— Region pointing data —
--------

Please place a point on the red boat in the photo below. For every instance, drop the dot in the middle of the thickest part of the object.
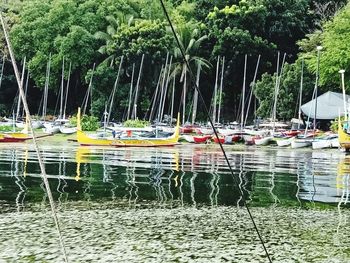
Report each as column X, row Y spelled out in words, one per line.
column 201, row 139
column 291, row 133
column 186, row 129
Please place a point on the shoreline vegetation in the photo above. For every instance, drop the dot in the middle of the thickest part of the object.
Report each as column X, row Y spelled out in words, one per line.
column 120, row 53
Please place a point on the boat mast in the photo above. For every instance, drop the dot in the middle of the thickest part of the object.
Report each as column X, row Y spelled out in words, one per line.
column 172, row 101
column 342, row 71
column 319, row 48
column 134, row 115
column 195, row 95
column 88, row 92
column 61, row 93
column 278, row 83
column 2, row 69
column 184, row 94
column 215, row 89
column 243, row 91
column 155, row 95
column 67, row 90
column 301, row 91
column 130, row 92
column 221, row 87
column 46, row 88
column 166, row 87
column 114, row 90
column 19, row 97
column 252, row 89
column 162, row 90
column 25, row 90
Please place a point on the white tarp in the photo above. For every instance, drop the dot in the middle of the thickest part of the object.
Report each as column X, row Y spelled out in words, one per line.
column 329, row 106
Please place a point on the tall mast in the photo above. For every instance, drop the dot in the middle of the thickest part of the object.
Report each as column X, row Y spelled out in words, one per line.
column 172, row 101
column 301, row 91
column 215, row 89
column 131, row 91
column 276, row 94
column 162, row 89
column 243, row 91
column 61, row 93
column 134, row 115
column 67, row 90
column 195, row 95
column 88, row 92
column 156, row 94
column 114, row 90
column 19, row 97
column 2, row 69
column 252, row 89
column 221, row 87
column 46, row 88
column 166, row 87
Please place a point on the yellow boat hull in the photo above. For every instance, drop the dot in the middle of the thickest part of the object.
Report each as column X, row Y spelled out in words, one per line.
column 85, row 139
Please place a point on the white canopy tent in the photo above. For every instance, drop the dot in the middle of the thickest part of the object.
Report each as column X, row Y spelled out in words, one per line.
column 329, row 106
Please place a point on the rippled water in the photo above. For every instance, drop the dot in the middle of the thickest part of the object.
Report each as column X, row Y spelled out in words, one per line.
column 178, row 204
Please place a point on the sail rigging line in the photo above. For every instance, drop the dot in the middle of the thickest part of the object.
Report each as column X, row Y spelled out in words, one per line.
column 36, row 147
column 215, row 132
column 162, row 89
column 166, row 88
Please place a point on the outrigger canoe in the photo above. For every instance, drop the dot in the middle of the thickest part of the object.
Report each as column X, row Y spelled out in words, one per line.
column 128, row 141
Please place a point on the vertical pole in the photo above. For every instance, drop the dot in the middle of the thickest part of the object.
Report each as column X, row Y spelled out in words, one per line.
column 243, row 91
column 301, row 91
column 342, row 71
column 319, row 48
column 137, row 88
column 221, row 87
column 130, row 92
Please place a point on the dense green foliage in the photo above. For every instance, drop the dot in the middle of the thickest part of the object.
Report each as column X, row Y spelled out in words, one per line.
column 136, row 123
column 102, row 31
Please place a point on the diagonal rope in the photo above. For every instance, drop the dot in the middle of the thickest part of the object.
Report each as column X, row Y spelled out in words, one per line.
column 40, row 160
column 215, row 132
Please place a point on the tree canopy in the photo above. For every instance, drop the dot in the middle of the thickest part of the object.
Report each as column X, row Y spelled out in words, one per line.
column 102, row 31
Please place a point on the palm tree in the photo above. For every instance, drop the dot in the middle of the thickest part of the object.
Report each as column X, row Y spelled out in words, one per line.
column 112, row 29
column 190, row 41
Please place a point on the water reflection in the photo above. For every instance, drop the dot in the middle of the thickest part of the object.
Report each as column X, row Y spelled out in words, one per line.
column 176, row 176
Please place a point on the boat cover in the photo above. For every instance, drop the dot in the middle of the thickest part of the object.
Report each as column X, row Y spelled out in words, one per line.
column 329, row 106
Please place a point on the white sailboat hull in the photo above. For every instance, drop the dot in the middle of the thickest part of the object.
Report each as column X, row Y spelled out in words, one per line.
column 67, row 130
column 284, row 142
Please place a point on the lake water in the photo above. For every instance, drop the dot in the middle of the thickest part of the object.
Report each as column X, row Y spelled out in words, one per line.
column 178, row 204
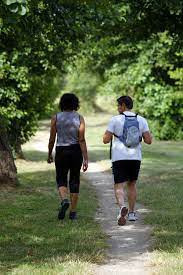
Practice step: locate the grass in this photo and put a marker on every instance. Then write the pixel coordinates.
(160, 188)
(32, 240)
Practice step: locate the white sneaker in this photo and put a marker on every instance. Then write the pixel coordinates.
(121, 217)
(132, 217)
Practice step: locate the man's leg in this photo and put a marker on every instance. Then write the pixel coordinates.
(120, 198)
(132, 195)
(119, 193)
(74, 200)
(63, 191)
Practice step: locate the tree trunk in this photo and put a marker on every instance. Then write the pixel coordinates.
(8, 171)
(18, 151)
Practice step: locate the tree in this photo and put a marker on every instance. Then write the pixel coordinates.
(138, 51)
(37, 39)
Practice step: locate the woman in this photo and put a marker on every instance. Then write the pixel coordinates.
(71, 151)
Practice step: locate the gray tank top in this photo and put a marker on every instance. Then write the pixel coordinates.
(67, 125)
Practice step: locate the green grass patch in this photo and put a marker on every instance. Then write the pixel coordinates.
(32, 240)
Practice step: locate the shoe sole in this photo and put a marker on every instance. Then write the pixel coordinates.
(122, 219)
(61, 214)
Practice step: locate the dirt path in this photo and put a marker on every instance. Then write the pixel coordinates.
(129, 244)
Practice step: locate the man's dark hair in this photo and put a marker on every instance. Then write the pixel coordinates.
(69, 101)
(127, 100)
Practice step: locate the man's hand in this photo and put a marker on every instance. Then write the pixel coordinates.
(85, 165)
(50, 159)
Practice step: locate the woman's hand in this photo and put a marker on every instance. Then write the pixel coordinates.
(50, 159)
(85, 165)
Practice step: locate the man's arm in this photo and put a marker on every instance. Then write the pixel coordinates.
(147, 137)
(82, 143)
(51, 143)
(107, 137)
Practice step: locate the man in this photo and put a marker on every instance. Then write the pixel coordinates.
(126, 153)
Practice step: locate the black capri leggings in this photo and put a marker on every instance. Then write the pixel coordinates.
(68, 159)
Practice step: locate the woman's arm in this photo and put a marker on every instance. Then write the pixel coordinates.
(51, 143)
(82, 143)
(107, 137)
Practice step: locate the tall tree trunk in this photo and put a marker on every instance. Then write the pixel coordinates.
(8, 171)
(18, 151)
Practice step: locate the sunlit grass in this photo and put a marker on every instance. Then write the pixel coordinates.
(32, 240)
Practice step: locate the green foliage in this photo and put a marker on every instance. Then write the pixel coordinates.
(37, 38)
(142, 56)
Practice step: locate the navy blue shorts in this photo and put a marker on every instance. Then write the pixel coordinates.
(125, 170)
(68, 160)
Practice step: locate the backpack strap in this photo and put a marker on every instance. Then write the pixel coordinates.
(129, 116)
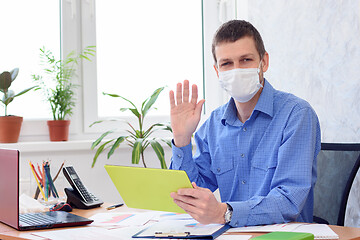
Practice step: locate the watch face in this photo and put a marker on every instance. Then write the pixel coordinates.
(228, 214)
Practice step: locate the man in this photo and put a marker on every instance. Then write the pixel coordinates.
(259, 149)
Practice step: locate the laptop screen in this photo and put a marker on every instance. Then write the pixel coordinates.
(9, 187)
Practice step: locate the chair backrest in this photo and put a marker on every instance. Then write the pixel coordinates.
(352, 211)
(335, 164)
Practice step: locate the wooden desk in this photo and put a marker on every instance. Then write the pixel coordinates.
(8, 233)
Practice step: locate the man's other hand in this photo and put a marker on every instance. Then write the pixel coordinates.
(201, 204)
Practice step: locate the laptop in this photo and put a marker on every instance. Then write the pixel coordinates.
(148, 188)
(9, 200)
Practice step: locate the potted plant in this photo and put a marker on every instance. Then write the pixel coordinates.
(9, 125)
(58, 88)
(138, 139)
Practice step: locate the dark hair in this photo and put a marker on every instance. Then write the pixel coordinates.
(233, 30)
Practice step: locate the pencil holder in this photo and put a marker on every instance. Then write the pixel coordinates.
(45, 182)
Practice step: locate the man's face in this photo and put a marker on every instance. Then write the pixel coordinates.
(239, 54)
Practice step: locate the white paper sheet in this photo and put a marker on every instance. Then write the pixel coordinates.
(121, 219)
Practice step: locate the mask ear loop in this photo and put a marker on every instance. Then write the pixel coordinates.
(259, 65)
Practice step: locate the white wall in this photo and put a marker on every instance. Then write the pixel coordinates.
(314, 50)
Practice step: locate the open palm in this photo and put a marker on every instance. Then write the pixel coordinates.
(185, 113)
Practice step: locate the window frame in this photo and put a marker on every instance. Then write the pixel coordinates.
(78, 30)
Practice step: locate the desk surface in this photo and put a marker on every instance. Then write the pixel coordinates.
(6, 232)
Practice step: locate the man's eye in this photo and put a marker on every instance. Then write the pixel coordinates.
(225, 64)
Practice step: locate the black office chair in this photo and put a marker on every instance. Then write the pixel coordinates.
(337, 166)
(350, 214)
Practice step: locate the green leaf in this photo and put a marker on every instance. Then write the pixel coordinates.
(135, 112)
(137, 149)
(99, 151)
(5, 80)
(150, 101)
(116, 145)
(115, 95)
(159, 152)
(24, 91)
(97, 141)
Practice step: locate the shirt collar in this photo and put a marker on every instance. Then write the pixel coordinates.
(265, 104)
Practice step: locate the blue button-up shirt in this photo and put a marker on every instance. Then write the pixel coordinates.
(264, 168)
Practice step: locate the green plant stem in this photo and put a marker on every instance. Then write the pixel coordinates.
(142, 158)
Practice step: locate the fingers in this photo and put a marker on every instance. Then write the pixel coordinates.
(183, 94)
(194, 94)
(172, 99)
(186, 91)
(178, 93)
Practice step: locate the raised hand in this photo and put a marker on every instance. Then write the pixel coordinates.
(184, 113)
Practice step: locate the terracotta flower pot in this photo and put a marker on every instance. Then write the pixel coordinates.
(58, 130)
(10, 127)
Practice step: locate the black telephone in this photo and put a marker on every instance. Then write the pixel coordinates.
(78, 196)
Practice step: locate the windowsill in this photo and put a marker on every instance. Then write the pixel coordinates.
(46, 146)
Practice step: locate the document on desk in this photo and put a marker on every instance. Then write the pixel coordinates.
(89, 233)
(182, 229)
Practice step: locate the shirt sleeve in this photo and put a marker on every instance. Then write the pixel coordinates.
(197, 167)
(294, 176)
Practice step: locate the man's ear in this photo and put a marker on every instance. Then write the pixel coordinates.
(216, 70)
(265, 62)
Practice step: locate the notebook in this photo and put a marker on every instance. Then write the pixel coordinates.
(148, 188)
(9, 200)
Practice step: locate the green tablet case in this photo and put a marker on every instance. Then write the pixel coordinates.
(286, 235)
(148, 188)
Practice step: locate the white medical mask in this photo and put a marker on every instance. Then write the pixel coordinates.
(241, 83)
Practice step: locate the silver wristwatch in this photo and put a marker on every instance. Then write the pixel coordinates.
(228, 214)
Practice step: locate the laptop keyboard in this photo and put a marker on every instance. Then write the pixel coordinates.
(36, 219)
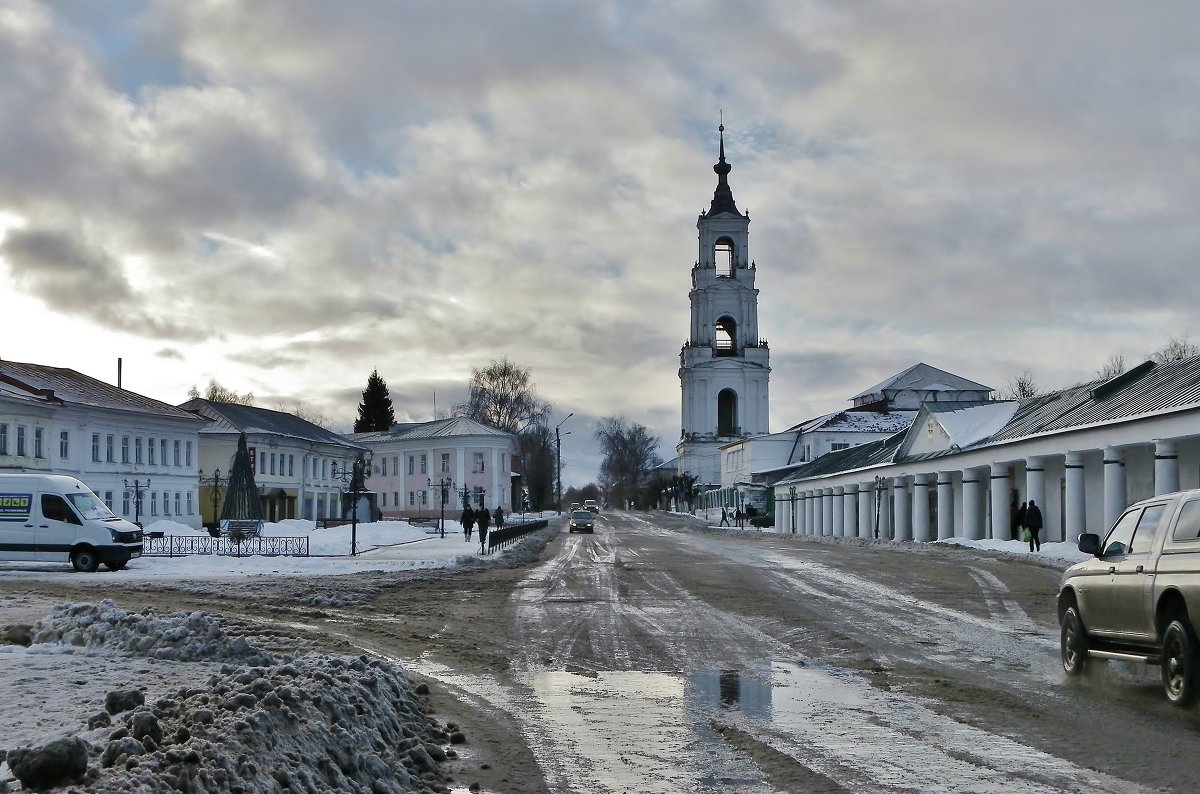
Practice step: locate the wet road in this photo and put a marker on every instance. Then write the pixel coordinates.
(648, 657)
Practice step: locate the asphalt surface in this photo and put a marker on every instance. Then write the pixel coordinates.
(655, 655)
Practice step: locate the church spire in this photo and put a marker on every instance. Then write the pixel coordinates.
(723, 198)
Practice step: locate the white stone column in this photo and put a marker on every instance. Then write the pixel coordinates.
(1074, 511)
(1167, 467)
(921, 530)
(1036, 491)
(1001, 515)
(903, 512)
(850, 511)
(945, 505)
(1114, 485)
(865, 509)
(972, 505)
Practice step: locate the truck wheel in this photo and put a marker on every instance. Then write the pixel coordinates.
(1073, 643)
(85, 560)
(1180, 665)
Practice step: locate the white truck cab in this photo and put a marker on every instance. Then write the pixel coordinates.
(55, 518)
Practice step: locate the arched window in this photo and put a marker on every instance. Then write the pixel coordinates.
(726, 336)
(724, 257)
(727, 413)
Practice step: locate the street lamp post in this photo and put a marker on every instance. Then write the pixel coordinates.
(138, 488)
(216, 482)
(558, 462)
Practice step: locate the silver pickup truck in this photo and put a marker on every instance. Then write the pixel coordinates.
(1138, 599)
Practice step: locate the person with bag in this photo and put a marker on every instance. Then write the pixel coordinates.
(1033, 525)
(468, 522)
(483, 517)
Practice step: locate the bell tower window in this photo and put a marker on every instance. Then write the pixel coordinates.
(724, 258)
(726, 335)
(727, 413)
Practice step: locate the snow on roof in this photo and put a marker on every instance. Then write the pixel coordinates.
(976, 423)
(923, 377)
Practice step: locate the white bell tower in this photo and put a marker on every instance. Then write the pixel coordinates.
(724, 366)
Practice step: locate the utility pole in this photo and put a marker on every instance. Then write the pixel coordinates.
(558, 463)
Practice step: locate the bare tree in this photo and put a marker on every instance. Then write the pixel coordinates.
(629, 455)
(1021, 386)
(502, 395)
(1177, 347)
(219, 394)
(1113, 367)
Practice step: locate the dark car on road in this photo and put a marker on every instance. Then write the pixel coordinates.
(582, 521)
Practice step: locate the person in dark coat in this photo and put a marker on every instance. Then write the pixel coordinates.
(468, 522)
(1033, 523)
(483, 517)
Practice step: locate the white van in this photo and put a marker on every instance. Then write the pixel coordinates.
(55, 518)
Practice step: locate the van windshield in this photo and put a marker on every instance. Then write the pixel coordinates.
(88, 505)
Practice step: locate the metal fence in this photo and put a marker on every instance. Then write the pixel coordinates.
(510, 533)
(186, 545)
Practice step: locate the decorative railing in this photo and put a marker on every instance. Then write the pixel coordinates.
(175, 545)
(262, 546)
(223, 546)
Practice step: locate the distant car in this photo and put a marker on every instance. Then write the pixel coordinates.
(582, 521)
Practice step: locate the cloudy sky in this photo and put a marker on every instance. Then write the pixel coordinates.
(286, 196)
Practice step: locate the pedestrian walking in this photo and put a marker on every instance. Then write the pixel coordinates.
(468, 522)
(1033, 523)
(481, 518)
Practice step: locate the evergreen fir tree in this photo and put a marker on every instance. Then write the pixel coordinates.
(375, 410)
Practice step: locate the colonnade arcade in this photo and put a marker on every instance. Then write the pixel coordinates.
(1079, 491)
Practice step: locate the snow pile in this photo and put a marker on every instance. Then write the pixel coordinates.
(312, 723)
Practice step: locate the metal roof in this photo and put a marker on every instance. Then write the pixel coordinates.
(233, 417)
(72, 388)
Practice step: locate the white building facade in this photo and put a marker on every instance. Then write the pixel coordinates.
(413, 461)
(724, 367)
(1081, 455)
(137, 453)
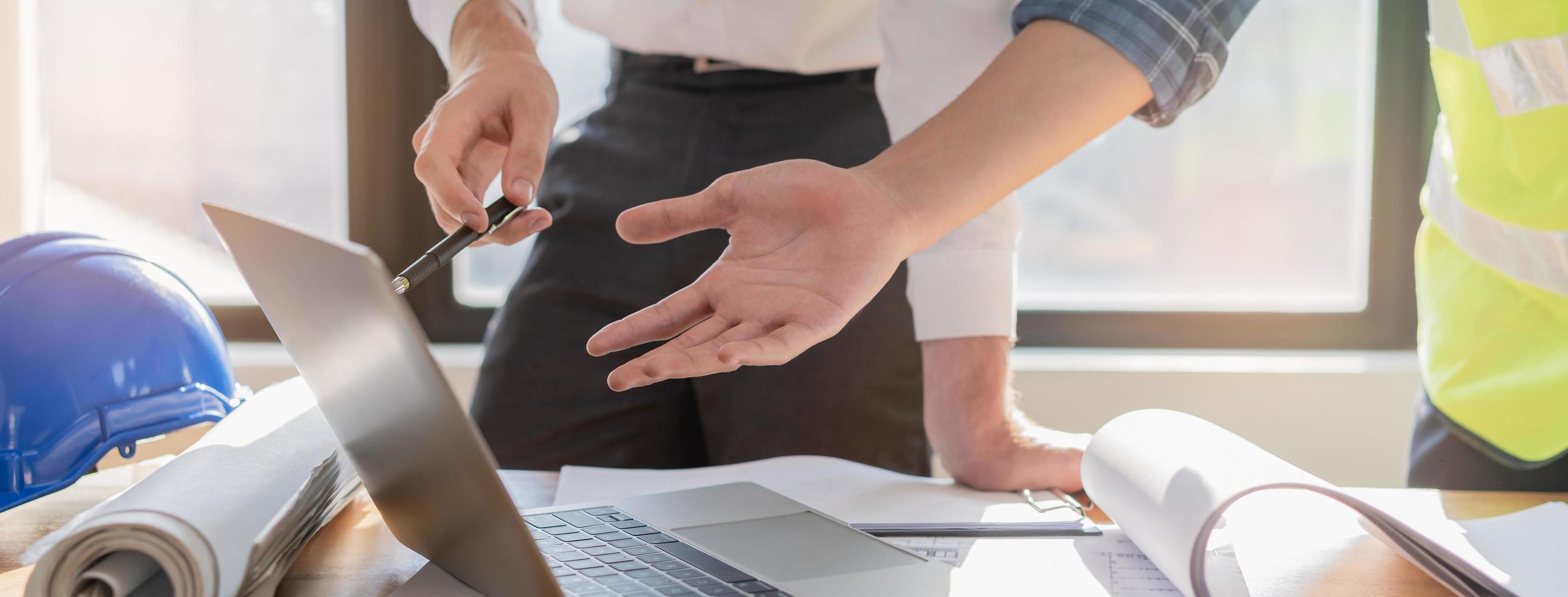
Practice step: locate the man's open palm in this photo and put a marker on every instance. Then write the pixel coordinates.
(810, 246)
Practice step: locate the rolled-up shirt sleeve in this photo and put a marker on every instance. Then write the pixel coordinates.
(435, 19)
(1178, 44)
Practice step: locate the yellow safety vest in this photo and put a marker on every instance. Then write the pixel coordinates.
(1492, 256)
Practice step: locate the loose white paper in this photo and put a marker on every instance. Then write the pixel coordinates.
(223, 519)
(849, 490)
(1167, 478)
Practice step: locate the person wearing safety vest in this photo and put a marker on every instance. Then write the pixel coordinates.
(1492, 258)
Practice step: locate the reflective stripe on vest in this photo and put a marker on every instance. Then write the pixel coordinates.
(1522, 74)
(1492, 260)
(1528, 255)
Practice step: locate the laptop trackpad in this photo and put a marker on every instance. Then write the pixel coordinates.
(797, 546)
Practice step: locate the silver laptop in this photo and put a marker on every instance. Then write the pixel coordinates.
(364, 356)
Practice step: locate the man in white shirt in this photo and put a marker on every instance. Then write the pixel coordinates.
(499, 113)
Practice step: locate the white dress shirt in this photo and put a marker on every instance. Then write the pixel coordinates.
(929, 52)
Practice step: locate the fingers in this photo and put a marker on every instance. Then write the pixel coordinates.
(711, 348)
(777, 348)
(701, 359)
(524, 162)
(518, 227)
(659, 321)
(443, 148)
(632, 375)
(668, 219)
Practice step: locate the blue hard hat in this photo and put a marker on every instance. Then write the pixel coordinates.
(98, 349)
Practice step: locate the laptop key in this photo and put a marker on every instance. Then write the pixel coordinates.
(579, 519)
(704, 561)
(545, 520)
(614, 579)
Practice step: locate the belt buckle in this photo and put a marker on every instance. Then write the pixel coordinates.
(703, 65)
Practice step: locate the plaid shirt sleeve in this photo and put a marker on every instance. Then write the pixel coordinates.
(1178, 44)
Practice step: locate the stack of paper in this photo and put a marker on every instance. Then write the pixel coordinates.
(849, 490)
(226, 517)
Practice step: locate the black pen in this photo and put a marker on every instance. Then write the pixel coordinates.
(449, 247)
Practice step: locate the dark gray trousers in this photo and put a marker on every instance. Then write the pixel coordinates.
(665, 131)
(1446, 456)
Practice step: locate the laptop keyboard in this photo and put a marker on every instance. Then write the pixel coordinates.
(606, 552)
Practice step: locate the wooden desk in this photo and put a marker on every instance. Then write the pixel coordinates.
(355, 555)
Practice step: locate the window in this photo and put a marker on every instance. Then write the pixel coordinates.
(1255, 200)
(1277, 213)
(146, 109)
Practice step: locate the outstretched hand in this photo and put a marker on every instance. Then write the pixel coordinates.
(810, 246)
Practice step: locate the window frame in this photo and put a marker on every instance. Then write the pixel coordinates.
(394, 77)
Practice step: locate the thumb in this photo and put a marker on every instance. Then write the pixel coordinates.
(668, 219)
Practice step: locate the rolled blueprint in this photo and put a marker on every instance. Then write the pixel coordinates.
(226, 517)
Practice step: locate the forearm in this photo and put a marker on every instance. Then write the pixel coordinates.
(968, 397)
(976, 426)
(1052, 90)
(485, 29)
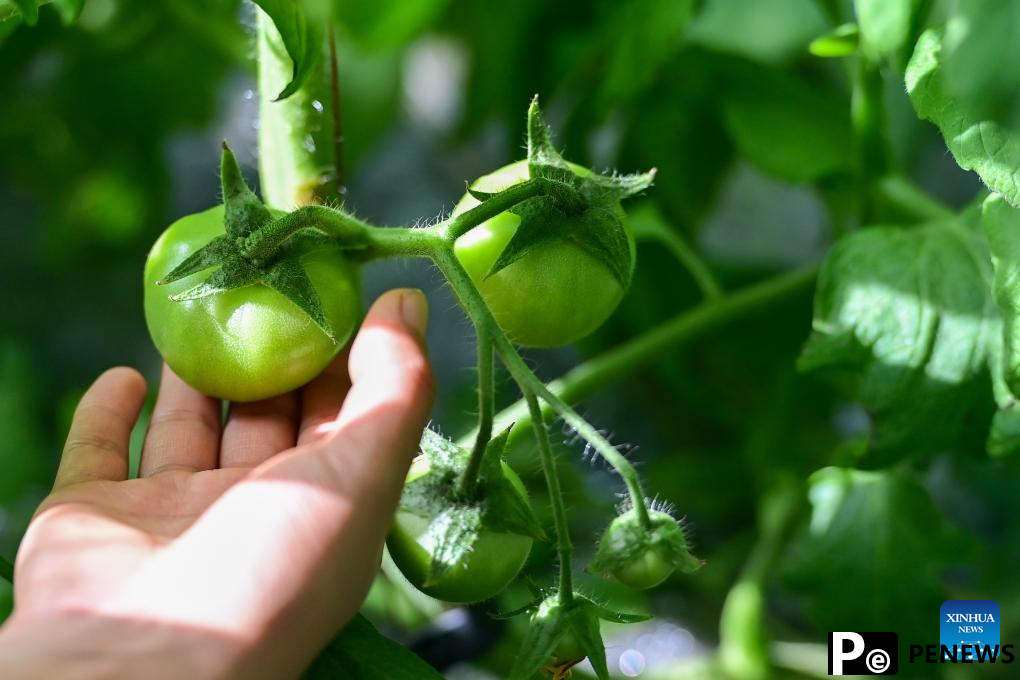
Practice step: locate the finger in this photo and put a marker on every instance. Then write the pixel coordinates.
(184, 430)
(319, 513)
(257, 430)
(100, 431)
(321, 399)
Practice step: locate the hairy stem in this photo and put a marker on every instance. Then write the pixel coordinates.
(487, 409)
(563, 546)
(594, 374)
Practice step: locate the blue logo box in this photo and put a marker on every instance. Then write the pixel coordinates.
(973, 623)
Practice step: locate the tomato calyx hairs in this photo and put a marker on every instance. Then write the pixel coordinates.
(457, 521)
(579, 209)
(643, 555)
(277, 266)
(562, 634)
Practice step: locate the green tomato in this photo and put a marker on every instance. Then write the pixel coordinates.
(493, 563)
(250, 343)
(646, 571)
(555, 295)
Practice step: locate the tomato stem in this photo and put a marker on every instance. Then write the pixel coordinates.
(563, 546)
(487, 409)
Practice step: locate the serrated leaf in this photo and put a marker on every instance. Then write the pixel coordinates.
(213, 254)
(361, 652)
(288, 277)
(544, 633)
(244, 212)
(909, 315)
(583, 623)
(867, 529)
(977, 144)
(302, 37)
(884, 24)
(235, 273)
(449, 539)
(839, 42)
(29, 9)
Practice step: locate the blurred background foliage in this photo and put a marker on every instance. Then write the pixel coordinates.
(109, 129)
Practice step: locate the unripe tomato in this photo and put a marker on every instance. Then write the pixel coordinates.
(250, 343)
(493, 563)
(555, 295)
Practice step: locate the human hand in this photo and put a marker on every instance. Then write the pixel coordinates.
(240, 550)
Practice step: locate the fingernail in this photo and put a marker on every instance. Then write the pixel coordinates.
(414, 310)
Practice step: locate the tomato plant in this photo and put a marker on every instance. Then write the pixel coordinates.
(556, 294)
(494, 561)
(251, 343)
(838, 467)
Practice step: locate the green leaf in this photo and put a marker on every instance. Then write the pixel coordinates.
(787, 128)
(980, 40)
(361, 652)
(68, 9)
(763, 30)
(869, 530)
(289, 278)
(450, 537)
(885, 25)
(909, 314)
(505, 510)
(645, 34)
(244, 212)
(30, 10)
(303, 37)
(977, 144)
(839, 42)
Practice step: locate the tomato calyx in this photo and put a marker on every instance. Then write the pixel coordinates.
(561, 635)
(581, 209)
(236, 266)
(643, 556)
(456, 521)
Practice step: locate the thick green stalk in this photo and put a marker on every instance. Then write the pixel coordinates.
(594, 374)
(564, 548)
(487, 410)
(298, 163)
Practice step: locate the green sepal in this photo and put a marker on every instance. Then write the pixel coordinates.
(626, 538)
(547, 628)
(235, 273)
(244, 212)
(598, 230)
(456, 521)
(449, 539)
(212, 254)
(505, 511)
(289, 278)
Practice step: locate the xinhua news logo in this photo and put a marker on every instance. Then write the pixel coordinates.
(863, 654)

--------

— BRIEF —
For each line in the data that holds the word "hull", copy the line.

— ANSWER BOX —
Please place a point on the yellow boat hull in the photo above. For every instance, drop the dot in the middle of the thickest part of the object.
Please place a point on the white sailboat hull in the photo above. For every instance, drop the dot in the middle of the thickest part of the object.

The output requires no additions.